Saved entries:
· · · ·
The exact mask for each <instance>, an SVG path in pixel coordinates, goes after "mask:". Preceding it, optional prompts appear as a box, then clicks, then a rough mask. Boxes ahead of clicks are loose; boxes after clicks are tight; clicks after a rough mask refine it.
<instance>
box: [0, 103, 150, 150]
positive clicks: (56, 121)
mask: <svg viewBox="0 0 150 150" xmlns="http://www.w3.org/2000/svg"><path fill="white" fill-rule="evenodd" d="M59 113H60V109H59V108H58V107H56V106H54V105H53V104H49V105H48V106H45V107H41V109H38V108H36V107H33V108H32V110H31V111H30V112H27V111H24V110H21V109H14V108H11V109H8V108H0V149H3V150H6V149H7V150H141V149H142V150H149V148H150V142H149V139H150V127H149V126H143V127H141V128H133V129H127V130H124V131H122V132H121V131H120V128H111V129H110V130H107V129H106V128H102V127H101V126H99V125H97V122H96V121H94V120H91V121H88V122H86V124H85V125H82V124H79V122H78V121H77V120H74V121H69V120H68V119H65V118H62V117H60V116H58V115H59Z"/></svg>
· · · ·
Exercise prompt: Write out each line above with the word "instance".

Finished exercise:
The exact mask for each <instance>, an SVG path in pixel coordinates, goes after "mask:". Preceding it, optional prompts appear as a box, then clicks, then a rough mask. Boxes ahead of clicks are loose; boxes after clicks are tight; clicks after a rough mask refine it.
<instance>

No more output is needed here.